== Text extract
Far too many people treat him as if he were the guy next door, who just happens to run a third world dictatorship. But he isn’t. Normal people don’t aspire to run third world dictatorships. And normal modes of dealing with him will not get you what you expect or want.
The classic case of attachment disorder is a child without a conscience, with no capacity for empathy with other people. What causes it? Typically, the attachment disordered child had his primary attachment with his mother disrupted during infancy. Infants normally become aware of other people as their mothers pick them up, rock them, feed them, and meet their needs. In the process, the child comes to make the deep connection that human contact assures his survival. This initial bond forms the foundation for the later development of the conscience.
According to Karl Zinsmeister’s Boots on the Ground, Saddam’s father abandoned him before he was born. His mother went to her brother’s house near Tikrit to give birth, and then abandoned the baby, leaving him to be raised by his uncle’s family.
====
Things to do:
**A)** Decide whether each statement below agrees with the passage about Saddam and attachment disorder. Answer yes or no for each, and quote the deciding words from the passage.
(i) Saddam's father abandoned him before he was born.
(ii) Saddam's mother gave birth at her brother's house near Tikrit.
(iii) The attachment disordered child typically has a strong capacity for empathy.
**B)** Translate this sentence from the passage about Saddam and attachment disorder into Spanish: "Normal people don’t aspire to run third world dictatorships."
== Extracted material
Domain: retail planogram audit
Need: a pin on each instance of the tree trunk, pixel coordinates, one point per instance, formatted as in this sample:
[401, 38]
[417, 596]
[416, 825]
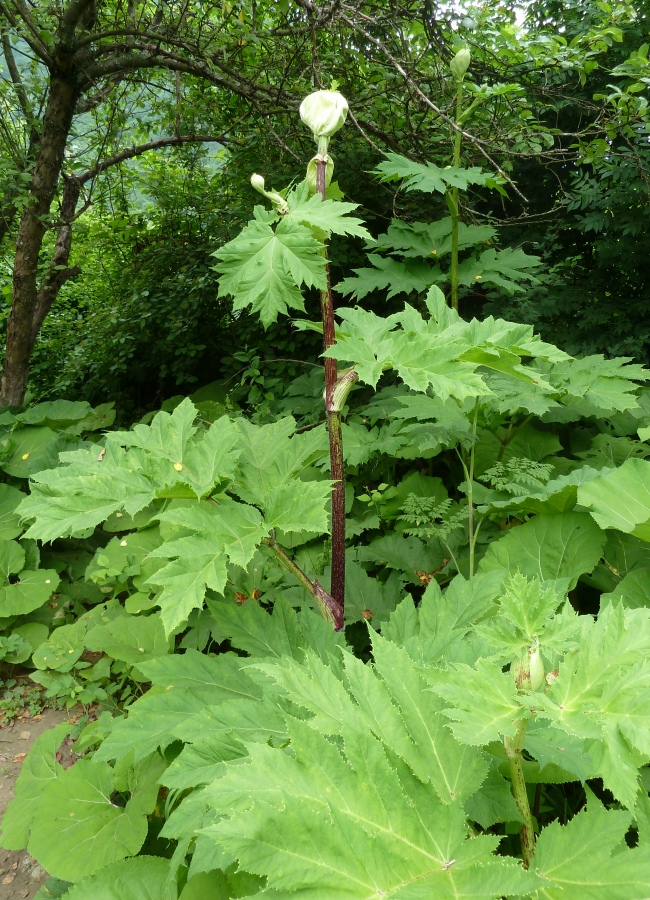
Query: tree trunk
[58, 272]
[47, 169]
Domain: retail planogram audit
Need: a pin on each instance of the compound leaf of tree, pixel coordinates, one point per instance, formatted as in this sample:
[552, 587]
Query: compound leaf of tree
[608, 677]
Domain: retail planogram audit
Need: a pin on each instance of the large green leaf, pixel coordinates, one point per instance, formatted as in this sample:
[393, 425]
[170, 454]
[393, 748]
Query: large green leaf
[429, 177]
[621, 498]
[264, 269]
[328, 215]
[332, 822]
[633, 590]
[141, 878]
[602, 695]
[29, 589]
[38, 770]
[74, 498]
[10, 497]
[565, 545]
[587, 859]
[91, 831]
[132, 639]
[396, 276]
[213, 534]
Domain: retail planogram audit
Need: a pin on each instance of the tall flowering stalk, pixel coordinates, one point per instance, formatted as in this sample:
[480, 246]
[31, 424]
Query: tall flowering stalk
[324, 112]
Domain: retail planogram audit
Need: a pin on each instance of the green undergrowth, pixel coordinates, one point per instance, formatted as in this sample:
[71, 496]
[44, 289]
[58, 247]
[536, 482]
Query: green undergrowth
[480, 725]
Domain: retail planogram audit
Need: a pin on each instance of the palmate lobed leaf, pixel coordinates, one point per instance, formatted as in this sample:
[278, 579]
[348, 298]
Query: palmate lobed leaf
[429, 177]
[621, 498]
[602, 695]
[334, 823]
[587, 859]
[264, 269]
[327, 215]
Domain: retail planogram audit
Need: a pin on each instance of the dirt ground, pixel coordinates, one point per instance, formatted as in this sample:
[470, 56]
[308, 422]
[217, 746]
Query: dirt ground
[20, 875]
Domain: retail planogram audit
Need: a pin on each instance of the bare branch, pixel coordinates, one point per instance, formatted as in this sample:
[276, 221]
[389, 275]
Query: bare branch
[173, 141]
[14, 74]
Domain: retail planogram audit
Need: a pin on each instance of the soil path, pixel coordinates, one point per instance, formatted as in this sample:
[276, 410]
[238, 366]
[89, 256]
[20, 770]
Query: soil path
[20, 874]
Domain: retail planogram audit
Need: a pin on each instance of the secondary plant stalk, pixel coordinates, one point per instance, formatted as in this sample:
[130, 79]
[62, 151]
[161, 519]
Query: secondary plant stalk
[452, 202]
[337, 471]
[328, 606]
[513, 747]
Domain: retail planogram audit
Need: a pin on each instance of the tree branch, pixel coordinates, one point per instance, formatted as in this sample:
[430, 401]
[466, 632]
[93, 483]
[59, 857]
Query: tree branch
[173, 141]
[34, 40]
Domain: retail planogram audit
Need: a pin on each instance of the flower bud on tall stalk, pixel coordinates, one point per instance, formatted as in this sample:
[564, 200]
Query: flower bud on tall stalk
[324, 112]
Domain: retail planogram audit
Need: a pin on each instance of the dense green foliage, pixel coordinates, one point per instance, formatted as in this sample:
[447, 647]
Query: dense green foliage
[479, 724]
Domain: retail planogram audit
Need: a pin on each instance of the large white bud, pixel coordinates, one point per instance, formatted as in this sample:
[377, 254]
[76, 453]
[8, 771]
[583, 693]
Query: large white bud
[324, 112]
[460, 64]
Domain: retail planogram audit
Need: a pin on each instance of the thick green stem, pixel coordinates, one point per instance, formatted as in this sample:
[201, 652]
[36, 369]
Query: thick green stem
[337, 471]
[329, 608]
[452, 202]
[470, 496]
[513, 747]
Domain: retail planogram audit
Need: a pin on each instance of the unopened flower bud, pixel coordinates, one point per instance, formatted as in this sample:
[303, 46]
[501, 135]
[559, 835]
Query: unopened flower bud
[460, 64]
[324, 112]
[257, 182]
[312, 170]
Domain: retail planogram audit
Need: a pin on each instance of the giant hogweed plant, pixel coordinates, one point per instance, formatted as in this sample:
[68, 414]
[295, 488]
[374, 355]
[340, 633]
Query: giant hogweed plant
[290, 767]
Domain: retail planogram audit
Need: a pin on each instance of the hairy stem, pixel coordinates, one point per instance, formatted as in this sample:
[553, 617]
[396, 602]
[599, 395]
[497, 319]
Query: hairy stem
[334, 427]
[473, 534]
[328, 606]
[513, 747]
[452, 203]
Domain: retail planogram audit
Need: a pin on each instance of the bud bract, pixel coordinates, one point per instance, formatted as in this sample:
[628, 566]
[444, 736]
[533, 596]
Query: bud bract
[536, 668]
[344, 384]
[324, 112]
[460, 64]
[312, 170]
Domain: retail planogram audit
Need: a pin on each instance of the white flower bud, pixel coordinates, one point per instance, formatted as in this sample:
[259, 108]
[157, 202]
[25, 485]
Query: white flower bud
[460, 64]
[324, 112]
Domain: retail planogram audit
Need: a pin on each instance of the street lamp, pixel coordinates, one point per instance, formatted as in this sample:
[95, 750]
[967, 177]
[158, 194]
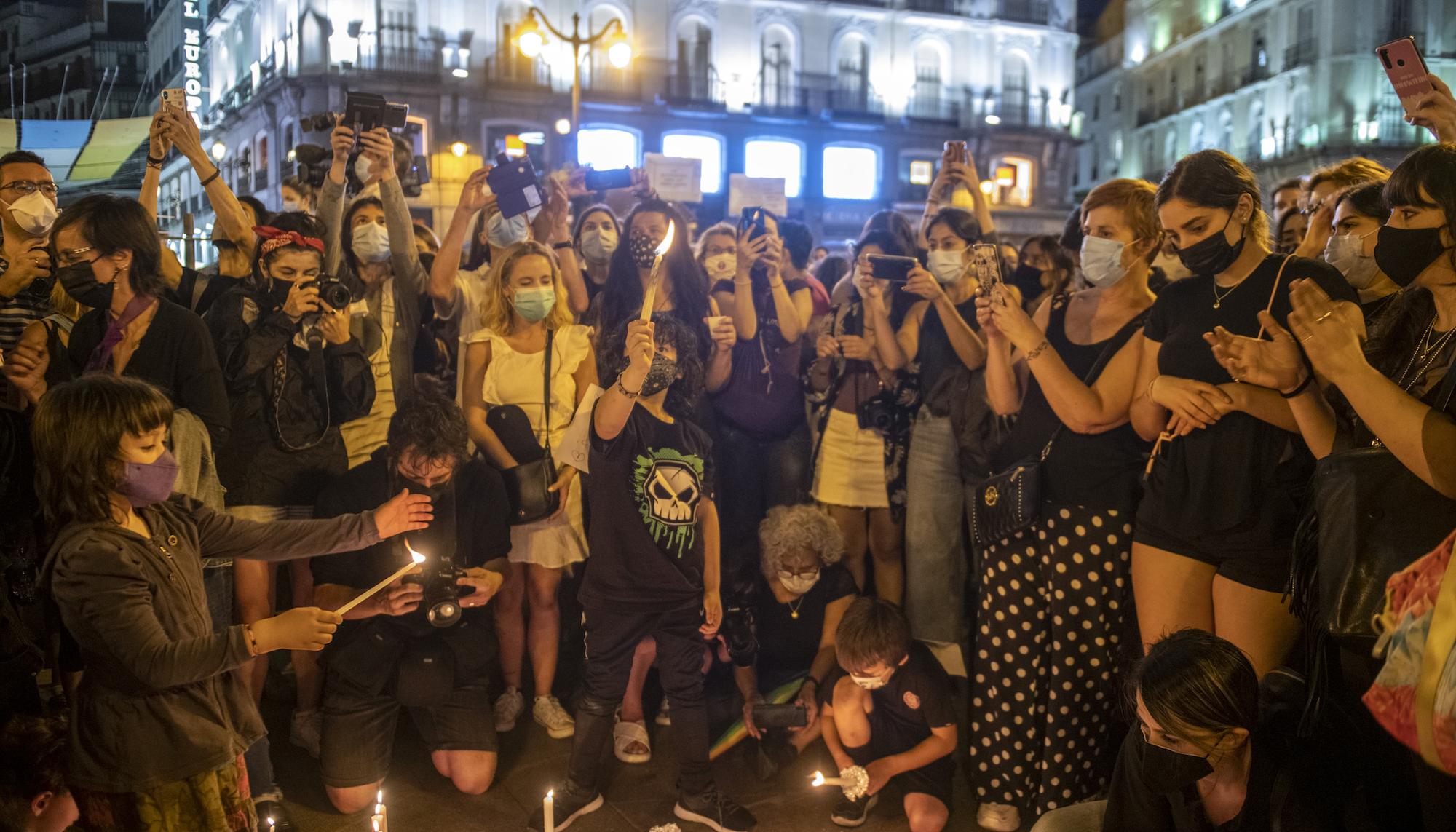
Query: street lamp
[531, 41]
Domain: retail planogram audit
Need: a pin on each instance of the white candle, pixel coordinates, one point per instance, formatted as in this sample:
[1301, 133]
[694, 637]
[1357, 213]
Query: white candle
[416, 559]
[650, 294]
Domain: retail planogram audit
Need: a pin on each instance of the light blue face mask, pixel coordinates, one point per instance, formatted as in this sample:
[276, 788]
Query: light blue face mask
[535, 304]
[505, 233]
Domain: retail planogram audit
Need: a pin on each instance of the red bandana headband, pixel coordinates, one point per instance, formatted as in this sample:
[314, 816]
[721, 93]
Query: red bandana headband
[276, 239]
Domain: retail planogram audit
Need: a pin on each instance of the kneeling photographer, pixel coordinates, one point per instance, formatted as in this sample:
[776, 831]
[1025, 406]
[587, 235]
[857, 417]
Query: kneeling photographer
[426, 641]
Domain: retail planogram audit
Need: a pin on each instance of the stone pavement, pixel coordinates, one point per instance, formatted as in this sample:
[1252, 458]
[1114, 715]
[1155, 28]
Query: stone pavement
[638, 796]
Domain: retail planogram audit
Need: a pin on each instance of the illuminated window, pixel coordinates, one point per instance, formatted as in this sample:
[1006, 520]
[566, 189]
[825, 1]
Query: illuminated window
[851, 172]
[708, 148]
[608, 147]
[775, 159]
[1013, 179]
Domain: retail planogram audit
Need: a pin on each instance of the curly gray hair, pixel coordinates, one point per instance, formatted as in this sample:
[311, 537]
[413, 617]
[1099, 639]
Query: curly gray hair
[791, 528]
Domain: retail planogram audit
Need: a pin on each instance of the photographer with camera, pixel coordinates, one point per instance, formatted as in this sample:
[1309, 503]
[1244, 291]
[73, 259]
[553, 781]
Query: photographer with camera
[797, 600]
[293, 373]
[372, 250]
[424, 642]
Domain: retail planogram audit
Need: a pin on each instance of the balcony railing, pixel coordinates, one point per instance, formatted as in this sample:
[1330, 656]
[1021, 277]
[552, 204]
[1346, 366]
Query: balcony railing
[1301, 54]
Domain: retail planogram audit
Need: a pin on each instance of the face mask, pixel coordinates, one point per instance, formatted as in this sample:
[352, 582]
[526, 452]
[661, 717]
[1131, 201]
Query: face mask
[1167, 772]
[644, 250]
[534, 304]
[1214, 253]
[371, 243]
[660, 377]
[81, 282]
[721, 266]
[1103, 261]
[1404, 253]
[947, 266]
[34, 213]
[799, 584]
[1346, 252]
[149, 483]
[505, 233]
[598, 245]
[870, 683]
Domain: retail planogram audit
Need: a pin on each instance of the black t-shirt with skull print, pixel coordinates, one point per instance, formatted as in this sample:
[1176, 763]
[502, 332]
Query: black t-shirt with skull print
[646, 489]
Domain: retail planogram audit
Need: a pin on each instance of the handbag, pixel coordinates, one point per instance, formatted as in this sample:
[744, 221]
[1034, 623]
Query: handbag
[528, 486]
[1366, 518]
[1010, 501]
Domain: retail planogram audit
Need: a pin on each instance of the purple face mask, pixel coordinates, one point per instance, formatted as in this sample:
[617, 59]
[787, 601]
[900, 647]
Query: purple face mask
[149, 483]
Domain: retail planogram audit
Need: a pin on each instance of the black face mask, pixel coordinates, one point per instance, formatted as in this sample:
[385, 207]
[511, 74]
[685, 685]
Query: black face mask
[1168, 772]
[81, 282]
[1214, 253]
[1404, 253]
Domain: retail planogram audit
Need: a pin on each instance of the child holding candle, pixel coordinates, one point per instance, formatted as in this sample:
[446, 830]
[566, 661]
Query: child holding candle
[162, 716]
[890, 713]
[654, 568]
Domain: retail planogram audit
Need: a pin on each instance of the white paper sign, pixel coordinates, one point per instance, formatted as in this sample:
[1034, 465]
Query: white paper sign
[576, 445]
[676, 179]
[753, 192]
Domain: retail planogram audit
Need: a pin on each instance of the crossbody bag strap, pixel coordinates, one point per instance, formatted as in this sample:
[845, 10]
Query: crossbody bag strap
[1117, 342]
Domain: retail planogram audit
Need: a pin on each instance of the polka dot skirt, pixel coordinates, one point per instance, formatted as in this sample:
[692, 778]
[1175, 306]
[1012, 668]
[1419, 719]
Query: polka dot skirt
[1055, 604]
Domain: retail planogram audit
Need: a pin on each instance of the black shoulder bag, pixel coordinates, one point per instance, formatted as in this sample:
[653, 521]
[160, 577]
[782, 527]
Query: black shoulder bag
[528, 485]
[1011, 501]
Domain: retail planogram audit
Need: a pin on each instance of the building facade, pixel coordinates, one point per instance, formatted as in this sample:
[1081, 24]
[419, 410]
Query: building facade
[1283, 84]
[850, 102]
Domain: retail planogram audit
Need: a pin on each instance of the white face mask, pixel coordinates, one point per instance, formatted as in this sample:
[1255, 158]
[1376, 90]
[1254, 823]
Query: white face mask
[1103, 261]
[371, 243]
[598, 245]
[1346, 252]
[34, 213]
[505, 233]
[799, 584]
[947, 266]
[721, 266]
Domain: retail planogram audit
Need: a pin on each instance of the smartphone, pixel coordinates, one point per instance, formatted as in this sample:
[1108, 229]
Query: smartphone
[791, 715]
[753, 218]
[1406, 68]
[609, 179]
[986, 265]
[892, 268]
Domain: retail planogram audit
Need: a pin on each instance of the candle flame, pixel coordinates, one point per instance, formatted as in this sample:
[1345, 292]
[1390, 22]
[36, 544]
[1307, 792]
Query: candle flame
[668, 240]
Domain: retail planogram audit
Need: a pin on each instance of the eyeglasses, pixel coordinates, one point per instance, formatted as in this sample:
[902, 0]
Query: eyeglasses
[28, 186]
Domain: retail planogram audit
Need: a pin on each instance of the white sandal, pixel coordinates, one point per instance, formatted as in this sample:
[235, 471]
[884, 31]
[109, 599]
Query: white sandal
[624, 735]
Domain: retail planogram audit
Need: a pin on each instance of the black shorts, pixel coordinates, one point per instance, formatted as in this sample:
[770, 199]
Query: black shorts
[359, 729]
[1249, 562]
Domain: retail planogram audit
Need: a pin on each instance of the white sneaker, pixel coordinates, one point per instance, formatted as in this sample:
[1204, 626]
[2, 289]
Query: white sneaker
[306, 729]
[509, 709]
[998, 818]
[554, 718]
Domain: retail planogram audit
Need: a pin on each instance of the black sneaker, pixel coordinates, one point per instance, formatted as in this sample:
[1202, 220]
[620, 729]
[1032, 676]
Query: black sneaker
[570, 807]
[282, 821]
[716, 812]
[854, 812]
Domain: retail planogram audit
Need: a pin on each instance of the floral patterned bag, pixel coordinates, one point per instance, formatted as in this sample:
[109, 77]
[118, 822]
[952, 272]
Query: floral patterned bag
[1415, 697]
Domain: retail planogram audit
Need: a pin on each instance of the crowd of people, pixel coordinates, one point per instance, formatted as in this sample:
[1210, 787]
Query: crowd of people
[1061, 514]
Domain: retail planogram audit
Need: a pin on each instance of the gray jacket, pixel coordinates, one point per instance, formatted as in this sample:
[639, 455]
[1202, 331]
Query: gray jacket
[162, 697]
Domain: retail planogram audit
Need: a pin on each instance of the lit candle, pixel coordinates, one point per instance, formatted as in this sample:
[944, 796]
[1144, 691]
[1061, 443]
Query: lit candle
[650, 294]
[416, 559]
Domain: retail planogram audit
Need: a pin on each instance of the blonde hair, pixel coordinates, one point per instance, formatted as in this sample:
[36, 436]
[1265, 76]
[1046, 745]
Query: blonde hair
[791, 528]
[496, 303]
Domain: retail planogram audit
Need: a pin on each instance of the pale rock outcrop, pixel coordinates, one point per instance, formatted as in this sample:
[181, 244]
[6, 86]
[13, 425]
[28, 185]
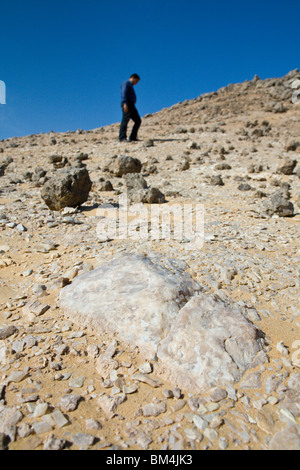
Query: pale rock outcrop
[153, 303]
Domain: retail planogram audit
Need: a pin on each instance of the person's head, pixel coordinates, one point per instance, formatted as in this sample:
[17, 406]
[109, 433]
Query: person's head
[134, 78]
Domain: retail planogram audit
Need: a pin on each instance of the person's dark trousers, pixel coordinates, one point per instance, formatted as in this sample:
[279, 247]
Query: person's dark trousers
[134, 115]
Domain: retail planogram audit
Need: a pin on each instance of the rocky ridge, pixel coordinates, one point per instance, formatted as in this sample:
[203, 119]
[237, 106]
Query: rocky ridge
[63, 385]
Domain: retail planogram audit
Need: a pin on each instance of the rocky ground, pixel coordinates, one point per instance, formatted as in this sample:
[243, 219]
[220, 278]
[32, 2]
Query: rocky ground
[236, 151]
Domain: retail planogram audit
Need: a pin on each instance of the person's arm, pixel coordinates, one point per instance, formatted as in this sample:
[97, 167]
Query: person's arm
[124, 96]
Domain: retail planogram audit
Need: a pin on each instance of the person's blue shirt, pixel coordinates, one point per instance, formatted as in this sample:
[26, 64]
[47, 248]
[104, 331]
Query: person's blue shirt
[127, 92]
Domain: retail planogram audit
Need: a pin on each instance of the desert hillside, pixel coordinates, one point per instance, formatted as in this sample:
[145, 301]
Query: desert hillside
[69, 380]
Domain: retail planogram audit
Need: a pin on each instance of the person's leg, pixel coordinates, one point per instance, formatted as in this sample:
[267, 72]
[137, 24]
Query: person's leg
[137, 122]
[123, 126]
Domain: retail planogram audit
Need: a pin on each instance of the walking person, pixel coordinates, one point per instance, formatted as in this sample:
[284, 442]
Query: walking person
[128, 100]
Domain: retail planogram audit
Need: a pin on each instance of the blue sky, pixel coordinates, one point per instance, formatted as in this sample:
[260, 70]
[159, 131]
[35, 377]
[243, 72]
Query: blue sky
[63, 61]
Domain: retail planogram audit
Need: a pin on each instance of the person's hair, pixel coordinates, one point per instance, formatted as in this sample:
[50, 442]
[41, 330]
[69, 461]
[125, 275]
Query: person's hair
[135, 75]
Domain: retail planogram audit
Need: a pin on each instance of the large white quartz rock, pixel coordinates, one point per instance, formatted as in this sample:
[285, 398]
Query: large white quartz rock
[131, 296]
[210, 344]
[153, 303]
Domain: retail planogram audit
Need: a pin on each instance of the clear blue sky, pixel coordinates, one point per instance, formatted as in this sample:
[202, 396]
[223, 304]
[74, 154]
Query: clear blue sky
[63, 60]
====
Solutions to the problems:
**A)**
(i) Yes: "Saddam’s father abandoned him before he was born."
(ii) Yes: "His mother went to her brother’s house near Tikrit to give birth"
(iii) No: "a child without a conscience, with no capacity for empathy with other people."

**B)** La gente normal no aspira a dirigir dictaduras del tercer mundo.